■ Stated problem ■
Copy all the entries word for word, but omit the pictures.

■ Supplied data ■
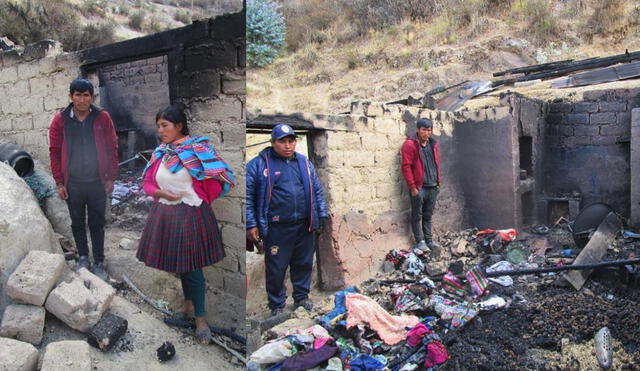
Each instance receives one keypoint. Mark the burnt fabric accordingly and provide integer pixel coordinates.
(288, 245)
(415, 335)
(88, 198)
(365, 362)
(180, 238)
(193, 287)
(304, 361)
(436, 354)
(391, 329)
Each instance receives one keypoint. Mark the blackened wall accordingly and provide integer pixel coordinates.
(587, 148)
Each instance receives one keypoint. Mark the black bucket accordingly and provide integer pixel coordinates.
(588, 221)
(17, 158)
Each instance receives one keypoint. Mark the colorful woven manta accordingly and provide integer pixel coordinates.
(199, 157)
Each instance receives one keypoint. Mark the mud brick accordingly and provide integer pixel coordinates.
(107, 331)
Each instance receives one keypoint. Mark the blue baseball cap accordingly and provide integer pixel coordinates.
(282, 130)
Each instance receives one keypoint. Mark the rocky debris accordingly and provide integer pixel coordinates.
(20, 212)
(17, 356)
(81, 302)
(34, 278)
(107, 331)
(23, 322)
(70, 355)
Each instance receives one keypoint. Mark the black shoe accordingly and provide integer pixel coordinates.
(305, 303)
(100, 270)
(276, 311)
(83, 262)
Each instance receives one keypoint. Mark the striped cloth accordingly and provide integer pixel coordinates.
(199, 157)
(477, 280)
(180, 238)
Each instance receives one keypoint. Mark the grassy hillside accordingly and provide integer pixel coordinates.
(80, 24)
(386, 49)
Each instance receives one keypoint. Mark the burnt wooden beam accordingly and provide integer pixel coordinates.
(574, 66)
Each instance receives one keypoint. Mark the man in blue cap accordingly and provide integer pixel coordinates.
(421, 171)
(285, 204)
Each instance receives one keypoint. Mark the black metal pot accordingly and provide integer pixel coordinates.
(17, 158)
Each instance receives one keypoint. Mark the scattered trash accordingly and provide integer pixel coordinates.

■ Output for this exercise ■
Each instance receives one keypoint. Mark the burnt fabric accordingly and provide integer pixel coordinates.
(288, 245)
(415, 335)
(88, 198)
(365, 362)
(180, 238)
(193, 287)
(304, 361)
(436, 354)
(391, 329)
Each instance receives one keypoint. Mark the blackened wall accordingly and provide integer pixel coordinates.
(587, 148)
Each instance receives one keypoint. Mark the black bucket accordingly and provide integer pixel coordinates.
(588, 221)
(17, 158)
Each instance receives one keypoint. Mark the colorful woven manta accordingly and provide integer pixel coordinates.
(199, 157)
Each instance receives one keypoint. Mark the mud brick accordingly and provide integer pixel coordinates.
(107, 331)
Each instance receives one keypoint. Mark the blue baseball cap accordingly and provide integer pixel coordinates.
(282, 130)
Each instance receives one keypoint. Mark the rocky debris accordingly and provide integer pixel coordinates.
(20, 212)
(17, 356)
(81, 302)
(34, 278)
(107, 331)
(23, 322)
(70, 355)
Each instance receives one keypoint. Mark the black shoe accordingly and provide integer pixel coordinates.
(305, 303)
(100, 270)
(276, 311)
(83, 262)
Each instance receives one keypoint. Mark the striped cloth accordingly and provide integer pixel coordinates.
(199, 157)
(477, 280)
(180, 238)
Each instance receives one keypoint. Mark the grassy hillside accordingly and provide integer pixel coordinates.
(80, 24)
(386, 49)
Each instance receives one keypoint. Mark the burnt wooden beam accordingly and provide integer pixel coordinates.
(574, 66)
Each instance receives one keypoint. Mark the man in blue cap accordingly and provide integer pixel coordinates.
(421, 171)
(285, 204)
Each instance receives one keypoint. Mark the black metal pot accordingly and provide integer pixel coordinates.
(17, 158)
Each instance receives one keypoint. Mark the scattered trash accordingly and provide integer pixel coordinates.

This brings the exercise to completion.